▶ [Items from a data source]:
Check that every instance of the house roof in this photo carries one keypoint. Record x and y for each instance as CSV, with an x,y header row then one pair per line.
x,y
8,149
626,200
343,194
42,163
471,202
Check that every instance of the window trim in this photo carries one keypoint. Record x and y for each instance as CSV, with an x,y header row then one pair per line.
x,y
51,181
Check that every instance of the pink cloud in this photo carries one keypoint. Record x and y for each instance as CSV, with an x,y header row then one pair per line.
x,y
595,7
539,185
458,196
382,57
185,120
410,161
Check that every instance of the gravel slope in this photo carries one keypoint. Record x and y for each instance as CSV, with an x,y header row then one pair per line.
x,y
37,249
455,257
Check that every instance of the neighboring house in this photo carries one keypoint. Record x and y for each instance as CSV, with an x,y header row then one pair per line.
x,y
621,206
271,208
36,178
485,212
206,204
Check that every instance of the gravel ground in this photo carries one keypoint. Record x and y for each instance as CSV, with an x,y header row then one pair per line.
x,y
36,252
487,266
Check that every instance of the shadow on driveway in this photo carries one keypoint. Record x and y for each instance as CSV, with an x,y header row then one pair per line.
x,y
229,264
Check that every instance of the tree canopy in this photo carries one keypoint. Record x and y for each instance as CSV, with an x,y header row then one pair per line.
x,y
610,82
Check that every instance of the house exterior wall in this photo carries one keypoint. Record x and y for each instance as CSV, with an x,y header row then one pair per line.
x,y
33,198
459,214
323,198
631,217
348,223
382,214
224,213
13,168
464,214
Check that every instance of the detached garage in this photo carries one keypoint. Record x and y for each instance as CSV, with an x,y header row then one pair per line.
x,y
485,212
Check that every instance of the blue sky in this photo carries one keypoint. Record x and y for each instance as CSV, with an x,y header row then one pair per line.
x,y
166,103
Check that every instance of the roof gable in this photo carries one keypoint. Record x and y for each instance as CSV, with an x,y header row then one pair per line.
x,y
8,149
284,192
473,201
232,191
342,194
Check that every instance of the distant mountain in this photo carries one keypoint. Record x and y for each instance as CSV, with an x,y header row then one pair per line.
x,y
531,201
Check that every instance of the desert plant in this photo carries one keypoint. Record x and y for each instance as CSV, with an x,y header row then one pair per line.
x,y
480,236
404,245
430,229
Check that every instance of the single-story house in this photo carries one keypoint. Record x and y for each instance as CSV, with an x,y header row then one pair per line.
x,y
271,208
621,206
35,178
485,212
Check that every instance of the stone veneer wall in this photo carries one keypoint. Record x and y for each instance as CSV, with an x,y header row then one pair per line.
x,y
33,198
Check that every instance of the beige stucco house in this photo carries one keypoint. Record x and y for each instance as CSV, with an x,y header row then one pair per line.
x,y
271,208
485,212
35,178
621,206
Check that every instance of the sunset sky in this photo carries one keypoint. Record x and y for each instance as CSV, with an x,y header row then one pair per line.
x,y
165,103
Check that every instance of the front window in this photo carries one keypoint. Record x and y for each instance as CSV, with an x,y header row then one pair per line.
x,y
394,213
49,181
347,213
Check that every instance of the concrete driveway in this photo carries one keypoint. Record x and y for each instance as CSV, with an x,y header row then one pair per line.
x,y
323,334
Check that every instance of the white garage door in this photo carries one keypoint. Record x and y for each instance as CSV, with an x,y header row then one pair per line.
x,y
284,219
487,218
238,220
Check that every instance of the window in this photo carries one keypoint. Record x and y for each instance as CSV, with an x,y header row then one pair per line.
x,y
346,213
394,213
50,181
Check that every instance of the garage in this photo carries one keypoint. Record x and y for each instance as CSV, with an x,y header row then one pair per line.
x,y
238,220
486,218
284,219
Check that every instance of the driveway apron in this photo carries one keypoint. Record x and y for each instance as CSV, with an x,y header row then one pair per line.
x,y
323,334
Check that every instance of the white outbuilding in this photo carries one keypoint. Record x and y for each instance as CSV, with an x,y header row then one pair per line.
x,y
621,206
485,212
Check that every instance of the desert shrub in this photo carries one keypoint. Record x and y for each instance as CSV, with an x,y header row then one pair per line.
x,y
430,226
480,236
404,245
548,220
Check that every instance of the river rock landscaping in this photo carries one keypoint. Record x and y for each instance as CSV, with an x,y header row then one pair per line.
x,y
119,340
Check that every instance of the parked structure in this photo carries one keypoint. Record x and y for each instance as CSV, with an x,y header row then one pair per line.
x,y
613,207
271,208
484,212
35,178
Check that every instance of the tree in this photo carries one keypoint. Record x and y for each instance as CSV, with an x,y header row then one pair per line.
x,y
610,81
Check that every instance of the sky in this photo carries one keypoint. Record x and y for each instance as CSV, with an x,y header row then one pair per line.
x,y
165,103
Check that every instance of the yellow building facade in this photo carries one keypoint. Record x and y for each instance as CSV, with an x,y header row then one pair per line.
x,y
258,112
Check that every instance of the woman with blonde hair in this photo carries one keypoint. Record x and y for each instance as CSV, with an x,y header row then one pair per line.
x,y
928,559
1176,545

▶ [Stated task]:
Quote exactly and only the lines from the one holding "Check that every instance of the parked" through the end of the data.

▶ [Exercise response]:
Check that every instance of the parked structure in this photo carries one keypoint. Record x and y for each instance as CSV, with an x,y header row then one pair per line.
x,y
613,207
271,208
484,212
35,178
Check that every instance of the tree in this photo carries one keypoint. Record x and y for each instance as CSV, with an x,y header row then one pair per line.
x,y
610,81
Check that every instance of the sky in this photo carries one keypoint. Record x and y for each instance as CSV, with an x,y header row then one pair per line.
x,y
165,103
Check that every instance of the yellow building facade in this photo carries one keypoint. Record x and y for each instance as CSV, with an x,y header row then one pair per line.
x,y
258,112
Check that every instance of the woman with blonde hair in this photo carries one keypoint. Record x and y for each instance as CSV, with an x,y header row then one pair per line.
x,y
928,559
1176,545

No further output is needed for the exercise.